▶ [PROBLEM TO SOLVE]:
Write the entries from their first line through the line containing "128], [62, 130], [62, 128]]]" as a JSON list of strings, one string per line, omitting blank lines.

▶ [DATASET RECORDS]:
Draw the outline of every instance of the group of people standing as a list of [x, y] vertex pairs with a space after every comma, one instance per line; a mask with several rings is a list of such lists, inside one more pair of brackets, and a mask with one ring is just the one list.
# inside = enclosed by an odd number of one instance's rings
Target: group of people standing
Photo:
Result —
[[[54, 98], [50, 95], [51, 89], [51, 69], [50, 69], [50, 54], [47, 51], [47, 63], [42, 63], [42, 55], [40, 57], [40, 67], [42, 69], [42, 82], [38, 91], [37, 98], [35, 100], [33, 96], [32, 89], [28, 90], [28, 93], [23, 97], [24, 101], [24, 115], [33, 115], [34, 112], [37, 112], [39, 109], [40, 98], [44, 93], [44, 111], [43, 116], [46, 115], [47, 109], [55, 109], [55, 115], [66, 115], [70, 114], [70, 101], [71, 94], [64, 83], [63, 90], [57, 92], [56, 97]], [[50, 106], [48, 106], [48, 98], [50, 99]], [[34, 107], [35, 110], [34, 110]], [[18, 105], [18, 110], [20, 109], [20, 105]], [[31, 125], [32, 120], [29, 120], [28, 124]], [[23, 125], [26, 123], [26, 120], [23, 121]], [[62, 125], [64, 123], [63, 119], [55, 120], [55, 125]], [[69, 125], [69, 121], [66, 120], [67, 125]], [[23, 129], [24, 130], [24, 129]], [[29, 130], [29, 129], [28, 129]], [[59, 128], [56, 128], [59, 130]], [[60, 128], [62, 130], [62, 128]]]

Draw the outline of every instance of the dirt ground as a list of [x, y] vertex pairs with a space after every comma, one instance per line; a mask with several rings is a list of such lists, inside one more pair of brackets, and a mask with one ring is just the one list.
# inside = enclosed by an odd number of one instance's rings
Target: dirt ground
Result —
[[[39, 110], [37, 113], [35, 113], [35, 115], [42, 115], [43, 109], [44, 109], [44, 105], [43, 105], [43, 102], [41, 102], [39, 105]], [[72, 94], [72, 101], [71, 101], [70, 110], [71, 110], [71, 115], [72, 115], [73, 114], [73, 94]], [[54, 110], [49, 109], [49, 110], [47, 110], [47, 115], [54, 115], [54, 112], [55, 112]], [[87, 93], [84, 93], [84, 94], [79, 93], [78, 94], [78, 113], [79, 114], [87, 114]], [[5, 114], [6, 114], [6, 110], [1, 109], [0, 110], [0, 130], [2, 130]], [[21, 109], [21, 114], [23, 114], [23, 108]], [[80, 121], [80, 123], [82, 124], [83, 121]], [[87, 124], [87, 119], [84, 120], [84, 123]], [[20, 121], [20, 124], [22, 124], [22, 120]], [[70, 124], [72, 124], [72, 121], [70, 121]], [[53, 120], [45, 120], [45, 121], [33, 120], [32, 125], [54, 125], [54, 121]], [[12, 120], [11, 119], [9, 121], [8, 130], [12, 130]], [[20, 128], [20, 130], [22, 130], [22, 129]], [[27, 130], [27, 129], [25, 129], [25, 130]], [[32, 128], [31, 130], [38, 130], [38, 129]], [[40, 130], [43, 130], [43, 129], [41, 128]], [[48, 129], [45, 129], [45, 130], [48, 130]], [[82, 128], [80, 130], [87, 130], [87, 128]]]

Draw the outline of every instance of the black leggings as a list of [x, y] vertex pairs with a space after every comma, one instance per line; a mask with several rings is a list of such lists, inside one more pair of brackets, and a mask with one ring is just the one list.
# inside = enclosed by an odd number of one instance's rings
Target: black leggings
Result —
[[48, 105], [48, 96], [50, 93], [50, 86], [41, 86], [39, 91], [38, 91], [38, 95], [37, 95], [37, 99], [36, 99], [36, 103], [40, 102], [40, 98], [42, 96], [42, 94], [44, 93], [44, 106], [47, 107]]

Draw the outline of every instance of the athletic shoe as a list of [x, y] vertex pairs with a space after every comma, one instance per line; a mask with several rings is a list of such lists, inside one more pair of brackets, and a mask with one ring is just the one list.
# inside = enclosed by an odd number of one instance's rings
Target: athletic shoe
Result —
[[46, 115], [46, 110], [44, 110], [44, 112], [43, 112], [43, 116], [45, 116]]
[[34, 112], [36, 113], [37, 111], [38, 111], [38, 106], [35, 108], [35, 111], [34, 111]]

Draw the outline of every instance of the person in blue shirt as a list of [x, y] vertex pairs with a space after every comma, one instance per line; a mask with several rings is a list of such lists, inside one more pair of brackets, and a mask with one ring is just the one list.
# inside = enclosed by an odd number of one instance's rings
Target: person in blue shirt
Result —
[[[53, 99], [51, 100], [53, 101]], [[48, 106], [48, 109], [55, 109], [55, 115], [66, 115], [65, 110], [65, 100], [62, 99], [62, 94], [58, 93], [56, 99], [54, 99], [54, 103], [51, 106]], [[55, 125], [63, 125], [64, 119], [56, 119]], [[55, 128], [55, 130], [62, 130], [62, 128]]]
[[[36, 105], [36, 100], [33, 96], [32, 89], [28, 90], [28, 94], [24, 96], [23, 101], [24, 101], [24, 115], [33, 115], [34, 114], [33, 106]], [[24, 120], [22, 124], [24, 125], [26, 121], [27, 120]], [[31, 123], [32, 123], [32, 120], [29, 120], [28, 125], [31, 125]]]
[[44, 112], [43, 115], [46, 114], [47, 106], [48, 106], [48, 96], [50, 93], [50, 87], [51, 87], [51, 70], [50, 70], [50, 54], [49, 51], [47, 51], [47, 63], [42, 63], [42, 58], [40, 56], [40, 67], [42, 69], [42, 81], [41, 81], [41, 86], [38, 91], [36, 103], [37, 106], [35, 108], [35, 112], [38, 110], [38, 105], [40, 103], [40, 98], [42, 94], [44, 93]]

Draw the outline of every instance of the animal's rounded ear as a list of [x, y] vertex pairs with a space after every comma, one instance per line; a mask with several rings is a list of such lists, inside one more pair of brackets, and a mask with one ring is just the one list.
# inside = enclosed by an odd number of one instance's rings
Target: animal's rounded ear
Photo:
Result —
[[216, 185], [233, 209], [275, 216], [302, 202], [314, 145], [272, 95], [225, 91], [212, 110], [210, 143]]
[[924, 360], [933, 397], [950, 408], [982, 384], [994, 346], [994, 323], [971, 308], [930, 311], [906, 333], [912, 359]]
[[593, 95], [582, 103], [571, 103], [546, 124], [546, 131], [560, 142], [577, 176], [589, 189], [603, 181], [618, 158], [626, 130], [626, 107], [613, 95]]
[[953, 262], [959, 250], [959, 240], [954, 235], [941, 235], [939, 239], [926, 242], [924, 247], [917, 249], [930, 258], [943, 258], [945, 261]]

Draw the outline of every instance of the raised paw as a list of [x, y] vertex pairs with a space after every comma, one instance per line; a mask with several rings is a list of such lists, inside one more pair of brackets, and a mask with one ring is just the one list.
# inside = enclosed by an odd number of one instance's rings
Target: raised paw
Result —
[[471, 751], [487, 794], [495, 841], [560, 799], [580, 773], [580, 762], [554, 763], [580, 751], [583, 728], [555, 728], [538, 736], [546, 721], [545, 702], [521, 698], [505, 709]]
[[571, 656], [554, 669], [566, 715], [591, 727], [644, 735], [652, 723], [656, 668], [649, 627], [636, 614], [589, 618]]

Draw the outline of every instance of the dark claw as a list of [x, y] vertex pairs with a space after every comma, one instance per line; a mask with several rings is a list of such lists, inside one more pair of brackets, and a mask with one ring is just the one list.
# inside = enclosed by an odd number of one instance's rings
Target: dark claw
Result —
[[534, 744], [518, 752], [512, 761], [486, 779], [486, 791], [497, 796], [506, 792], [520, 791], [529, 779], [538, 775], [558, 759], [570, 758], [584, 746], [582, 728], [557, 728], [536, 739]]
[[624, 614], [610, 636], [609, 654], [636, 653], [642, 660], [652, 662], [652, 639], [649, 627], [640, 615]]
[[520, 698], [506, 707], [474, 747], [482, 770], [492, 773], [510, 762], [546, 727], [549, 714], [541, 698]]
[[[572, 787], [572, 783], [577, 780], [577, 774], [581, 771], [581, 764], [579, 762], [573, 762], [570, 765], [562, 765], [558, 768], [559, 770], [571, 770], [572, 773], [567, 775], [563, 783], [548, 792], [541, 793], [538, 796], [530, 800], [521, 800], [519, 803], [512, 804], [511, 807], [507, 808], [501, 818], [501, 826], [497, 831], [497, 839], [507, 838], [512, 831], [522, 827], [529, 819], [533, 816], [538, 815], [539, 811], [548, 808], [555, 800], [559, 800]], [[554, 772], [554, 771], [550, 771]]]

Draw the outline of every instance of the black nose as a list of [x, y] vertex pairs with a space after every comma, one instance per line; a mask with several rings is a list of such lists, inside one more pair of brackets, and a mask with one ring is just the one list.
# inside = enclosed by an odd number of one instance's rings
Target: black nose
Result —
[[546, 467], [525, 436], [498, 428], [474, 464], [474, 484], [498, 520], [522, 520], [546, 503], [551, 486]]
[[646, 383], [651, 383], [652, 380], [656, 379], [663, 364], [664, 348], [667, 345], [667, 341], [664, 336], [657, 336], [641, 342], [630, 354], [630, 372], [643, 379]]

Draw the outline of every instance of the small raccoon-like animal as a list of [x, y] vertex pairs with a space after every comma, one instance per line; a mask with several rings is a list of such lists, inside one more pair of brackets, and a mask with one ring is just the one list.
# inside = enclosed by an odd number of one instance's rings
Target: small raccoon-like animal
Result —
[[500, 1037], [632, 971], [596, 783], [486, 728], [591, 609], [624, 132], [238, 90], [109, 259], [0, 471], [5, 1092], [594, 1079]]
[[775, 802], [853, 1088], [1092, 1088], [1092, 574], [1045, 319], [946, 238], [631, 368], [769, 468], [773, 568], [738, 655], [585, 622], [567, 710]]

▶ [SOLVED EXERCISE]:
[
  "Draw the outline of every instance of the group of people standing as a list of [x, y] vertex pairs with a space after every comma, one instance per line; a mask with several rings is a list of such lists, inside one more pair of brackets, and a mask with one ring is just the one list.",
  "# inside = enclosed by an odd number of one instance's rings",
  "Target: group of people standing",
  "Photo:",
  "Result —",
  "[[[54, 98], [50, 95], [51, 89], [51, 69], [50, 69], [50, 54], [47, 51], [47, 63], [42, 63], [42, 55], [40, 57], [40, 67], [42, 69], [42, 82], [38, 91], [37, 98], [35, 100], [33, 96], [32, 89], [28, 90], [28, 93], [23, 97], [24, 101], [24, 115], [33, 115], [34, 112], [37, 112], [39, 109], [40, 98], [44, 93], [44, 111], [43, 116], [46, 115], [47, 109], [55, 109], [55, 115], [66, 115], [70, 114], [70, 101], [71, 94], [64, 83], [63, 90], [57, 92], [56, 97]], [[50, 106], [48, 106], [48, 98], [50, 99]], [[34, 107], [35, 110], [34, 110]], [[18, 105], [18, 110], [20, 109], [20, 105]], [[31, 125], [32, 120], [29, 120], [28, 124]], [[23, 125], [26, 123], [26, 120], [23, 121]], [[62, 125], [64, 123], [63, 119], [55, 120], [55, 125]], [[69, 125], [69, 121], [66, 120], [67, 125]], [[23, 129], [24, 130], [24, 129]], [[29, 130], [29, 129], [28, 129]], [[59, 128], [56, 128], [59, 130]], [[60, 128], [62, 130], [62, 128]]]"
]